Copy every line of the listing exactly.

>>>>

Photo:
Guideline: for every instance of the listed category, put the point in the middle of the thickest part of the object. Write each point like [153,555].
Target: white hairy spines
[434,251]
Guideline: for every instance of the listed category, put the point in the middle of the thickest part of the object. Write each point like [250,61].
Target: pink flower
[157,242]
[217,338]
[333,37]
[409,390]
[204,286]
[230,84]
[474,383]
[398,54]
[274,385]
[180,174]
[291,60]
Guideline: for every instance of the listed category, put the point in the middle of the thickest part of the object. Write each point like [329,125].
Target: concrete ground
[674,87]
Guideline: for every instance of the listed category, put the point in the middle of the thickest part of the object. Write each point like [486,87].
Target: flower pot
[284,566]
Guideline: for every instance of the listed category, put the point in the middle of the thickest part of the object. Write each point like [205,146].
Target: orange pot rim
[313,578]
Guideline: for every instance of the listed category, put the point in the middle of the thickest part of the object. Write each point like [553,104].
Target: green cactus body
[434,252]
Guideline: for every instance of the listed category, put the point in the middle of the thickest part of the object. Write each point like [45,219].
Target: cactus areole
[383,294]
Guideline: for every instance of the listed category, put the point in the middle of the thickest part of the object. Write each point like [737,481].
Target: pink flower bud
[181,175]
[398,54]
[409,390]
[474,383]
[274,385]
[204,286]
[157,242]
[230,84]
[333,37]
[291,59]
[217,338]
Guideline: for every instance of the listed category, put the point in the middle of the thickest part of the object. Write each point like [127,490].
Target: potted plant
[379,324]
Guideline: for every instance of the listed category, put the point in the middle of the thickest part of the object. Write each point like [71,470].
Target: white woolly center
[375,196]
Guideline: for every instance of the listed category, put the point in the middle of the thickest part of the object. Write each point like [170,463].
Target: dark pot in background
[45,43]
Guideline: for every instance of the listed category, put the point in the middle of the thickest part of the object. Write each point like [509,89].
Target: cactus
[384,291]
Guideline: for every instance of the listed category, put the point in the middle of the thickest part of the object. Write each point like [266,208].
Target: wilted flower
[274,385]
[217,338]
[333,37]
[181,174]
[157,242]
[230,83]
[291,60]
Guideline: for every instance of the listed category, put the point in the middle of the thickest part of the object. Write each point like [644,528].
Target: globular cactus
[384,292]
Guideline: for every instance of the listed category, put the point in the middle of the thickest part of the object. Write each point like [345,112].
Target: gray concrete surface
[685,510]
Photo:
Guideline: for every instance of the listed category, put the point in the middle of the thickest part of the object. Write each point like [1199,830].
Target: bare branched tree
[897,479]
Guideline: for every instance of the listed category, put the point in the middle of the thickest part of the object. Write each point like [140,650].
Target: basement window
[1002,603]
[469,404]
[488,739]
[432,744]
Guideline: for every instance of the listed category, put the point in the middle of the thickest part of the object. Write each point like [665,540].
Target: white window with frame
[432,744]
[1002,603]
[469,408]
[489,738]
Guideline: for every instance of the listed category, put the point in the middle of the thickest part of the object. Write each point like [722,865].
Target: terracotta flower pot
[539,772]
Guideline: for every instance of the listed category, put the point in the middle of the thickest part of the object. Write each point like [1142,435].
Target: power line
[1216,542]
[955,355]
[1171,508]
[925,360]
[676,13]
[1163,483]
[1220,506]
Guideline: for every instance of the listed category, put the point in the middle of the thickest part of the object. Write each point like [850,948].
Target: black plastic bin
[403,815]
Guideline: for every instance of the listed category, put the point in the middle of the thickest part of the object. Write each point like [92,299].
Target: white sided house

<<<<

# Task solution
Photo:
Guideline: for every instance of the listed category, put the point in the middle of the thickest part of the object. Write each point like [153,555].
Target: white hairy spines
[434,251]
Guideline: for every instance of the listed category, put the point in the middle of the thickest part of the object. Write each point like [250,61].
Target: pink flower
[157,242]
[217,338]
[333,37]
[409,390]
[204,286]
[230,84]
[474,383]
[398,54]
[274,385]
[180,174]
[291,60]
Guideline: for every instance of the listed category, put the point in the middle of the thickest part of the object. Write each point like [329,125].
Target: concrete ground
[674,87]
Guideline: for every instance of the listed category, put the point in the middle of the thickest part of the object. Write each point like [486,87].
Target: flower pot
[284,566]
Guideline: for every instance of the listed category, put the point in the middle of the thickest part of the object. Write each point like [205,146].
Target: orange pot rim
[313,578]
Guideline: for every instance of the listed category, put the point in the middle of the thickest part of the object. Write each point like [553,104].
Target: green cactus body
[434,252]
Guideline: for every instance of the listed category, put the point in the middle of the thickest part of the object. Write each point like [45,219].
Target: cactus areole
[383,294]
Guideline: for every instance of the listed category, put the point in the middle of the thickest part of the object. Write each point like [737,481].
Target: pink flower bud
[181,175]
[398,54]
[409,390]
[474,383]
[274,385]
[204,286]
[157,242]
[230,84]
[333,37]
[291,59]
[217,338]
Guideline: for every instance of the listed category, put the point in the middle of the thickest part of the object. Write each point like [127,490].
Target: potted plant
[379,324]
Guideline: for every instance of the listed category, put the point in the middle of the thickest part of the object. Write each point like [71,470].
Target: white woolly center
[375,196]
Guideline: for every instance of the listed category, put the point in the middle of the thickest part of the object. Write each point like [170,463].
Target: dark pot in background
[45,43]
Guideline: for every instance of the listed category, put the point in the middle of the thickest part of the object. Write each point like [509,89].
Target: cactus
[384,291]
Guideline: for every instance of the listed category, put the point in the middle of the thickest part of the object. Write each point like [266,208].
Target: wilted flower
[274,385]
[217,338]
[333,37]
[181,174]
[157,242]
[230,83]
[291,60]
Guideline: for every instance of the listed category, put the point in the middle of the thickest part of the object. Write each point like [644,528].
Target: globular cactus
[384,292]
Guideline: for every instance of the listed category, put the point in the middle of the thickest part of the object. Write each point like [345,112].
Target: gray concrete surface
[685,510]
Photo:
Guideline: for every instance of the listed category, put the point in the middle of the thickest part of the object. Write each point like [1199,830].
Target: bare branched tree
[897,479]
Guideline: for every instance of the listed category, put the point in the middle of the thickest part of the object. Write each point like [140,650].
Target: basement window
[1002,603]
[469,404]
[488,739]
[432,744]
Guideline: for every instance of the listed category, put the point in the middle of the thickest part of the object. Write each point like [665,540].
Target: white window with frame
[432,744]
[1002,603]
[469,408]
[489,738]
Guideline: for every instance of the listed category, put the point in the middle of the thickest part of the object. Write each point like [722,865].
Target: terracotta flower pot
[539,772]
Guideline: for every instance of the listed category, put the point in the middle of the thickest part of the object. Write each point like [1142,435].
Target: power line
[1216,542]
[955,355]
[1171,508]
[925,360]
[676,13]
[1163,483]
[1220,506]
Guideline: for every instance of the listed category, put the point in the middle of the thickest part of the object. Write each point like [850,948].
Target: black plastic bin
[403,815]
Guideline: for every instance of the listed category, put the point in the middle of the thickest part of the object. Write each point like [92,299].
Target: white sided house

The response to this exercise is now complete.